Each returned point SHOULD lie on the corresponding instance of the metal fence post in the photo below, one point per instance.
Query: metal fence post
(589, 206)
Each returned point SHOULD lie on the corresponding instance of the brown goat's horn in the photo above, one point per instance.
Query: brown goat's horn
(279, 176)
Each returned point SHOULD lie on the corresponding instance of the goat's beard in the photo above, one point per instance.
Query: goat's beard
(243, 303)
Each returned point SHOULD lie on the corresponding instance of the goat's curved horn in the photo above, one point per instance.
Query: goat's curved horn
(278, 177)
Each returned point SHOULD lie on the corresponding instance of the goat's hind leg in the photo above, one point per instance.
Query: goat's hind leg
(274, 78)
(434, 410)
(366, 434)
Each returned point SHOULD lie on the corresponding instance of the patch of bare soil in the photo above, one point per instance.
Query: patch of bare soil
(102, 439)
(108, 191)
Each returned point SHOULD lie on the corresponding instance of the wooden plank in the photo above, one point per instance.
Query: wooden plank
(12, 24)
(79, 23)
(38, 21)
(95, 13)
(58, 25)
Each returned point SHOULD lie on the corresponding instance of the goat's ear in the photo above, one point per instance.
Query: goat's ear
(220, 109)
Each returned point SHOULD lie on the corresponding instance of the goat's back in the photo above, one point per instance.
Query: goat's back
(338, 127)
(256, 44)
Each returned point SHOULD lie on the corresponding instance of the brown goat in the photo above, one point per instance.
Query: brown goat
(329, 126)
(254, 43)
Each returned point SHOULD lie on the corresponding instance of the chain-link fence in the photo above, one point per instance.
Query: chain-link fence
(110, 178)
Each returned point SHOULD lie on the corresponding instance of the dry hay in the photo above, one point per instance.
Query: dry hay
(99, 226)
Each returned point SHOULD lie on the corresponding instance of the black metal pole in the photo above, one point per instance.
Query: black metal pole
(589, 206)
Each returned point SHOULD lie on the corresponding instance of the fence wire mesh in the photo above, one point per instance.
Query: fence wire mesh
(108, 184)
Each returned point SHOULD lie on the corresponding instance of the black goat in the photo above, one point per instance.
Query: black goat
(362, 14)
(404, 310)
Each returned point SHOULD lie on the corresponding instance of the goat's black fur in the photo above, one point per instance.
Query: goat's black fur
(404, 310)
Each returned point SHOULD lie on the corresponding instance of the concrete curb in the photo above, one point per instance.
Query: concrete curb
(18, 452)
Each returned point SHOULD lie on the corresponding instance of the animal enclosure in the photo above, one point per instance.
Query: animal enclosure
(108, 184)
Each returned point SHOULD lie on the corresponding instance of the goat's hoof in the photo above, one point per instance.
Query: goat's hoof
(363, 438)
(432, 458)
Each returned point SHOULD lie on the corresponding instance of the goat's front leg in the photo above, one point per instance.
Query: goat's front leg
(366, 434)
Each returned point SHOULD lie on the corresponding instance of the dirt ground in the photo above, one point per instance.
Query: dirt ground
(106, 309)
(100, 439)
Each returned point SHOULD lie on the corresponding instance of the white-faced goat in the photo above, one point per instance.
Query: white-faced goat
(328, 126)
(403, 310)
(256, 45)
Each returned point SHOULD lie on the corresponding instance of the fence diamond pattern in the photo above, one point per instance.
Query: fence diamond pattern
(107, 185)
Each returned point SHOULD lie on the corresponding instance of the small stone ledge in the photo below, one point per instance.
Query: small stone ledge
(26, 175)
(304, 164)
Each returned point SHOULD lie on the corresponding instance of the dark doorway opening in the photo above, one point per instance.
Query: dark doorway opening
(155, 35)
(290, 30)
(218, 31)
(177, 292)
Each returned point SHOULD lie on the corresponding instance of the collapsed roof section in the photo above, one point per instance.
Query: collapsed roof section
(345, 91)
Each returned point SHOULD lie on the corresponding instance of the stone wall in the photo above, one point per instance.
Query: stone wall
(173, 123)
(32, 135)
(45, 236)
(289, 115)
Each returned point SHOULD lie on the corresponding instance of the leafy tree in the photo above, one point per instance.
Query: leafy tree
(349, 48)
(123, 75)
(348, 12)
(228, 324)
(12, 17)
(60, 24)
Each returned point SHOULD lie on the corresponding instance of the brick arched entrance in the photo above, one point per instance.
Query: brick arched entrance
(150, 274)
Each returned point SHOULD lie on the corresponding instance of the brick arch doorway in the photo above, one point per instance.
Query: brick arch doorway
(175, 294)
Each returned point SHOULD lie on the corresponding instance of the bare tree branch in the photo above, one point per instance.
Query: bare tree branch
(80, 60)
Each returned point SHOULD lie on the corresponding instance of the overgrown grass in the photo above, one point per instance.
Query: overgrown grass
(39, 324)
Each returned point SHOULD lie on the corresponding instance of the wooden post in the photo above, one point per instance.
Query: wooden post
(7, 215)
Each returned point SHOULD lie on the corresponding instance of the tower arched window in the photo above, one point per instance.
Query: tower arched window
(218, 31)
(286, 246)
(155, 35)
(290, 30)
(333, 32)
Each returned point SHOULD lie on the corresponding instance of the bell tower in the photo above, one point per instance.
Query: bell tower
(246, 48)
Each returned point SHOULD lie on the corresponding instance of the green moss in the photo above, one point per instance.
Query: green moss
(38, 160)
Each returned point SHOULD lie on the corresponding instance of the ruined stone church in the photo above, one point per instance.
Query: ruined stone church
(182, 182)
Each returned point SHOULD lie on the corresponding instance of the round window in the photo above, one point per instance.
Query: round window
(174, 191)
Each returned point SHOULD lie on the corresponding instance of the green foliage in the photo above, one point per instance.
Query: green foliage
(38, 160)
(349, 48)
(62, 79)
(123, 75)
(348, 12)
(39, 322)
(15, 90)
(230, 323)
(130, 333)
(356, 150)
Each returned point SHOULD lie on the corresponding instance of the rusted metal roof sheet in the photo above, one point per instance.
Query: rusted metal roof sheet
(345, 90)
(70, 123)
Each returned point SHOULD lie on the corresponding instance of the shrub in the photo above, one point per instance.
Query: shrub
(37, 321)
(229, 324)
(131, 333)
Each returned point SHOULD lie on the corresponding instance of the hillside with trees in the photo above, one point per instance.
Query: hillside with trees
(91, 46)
--------------------------------------------------
Quote the listing above, but only from the line that shows "of the ruined" through the line that shows "of the hillside".

Each returned point SHOULD lie on the corresponding instance of the ruined stone church in the photo above, one point per instance.
Query: ruined stone church
(182, 182)
Each returned point SHOULD lie on the corresponding instance of the round window in the photo above, one point per instance.
Query: round window
(174, 191)
Each returned point SHOULD lie on the corresponding instance of the green foliage in the photo above, one point per instance.
Query: green foliage
(38, 160)
(349, 48)
(62, 79)
(123, 75)
(348, 12)
(39, 322)
(15, 90)
(230, 323)
(130, 333)
(356, 150)
Each returned point SHOULD lie on the corresponding instance of the rusted metal roof sheet in the photo above, one point per instance.
Query: rusted metal roof sheet
(345, 90)
(70, 123)
Each returned point SHOULD lie on the corresponding instance of the shrub in the photo above, one point per instance.
Query: shrub
(37, 321)
(229, 324)
(131, 333)
Each returned point SHOULD lie on the corresponding instance of the hillside with trees in the photo above, one point per instance.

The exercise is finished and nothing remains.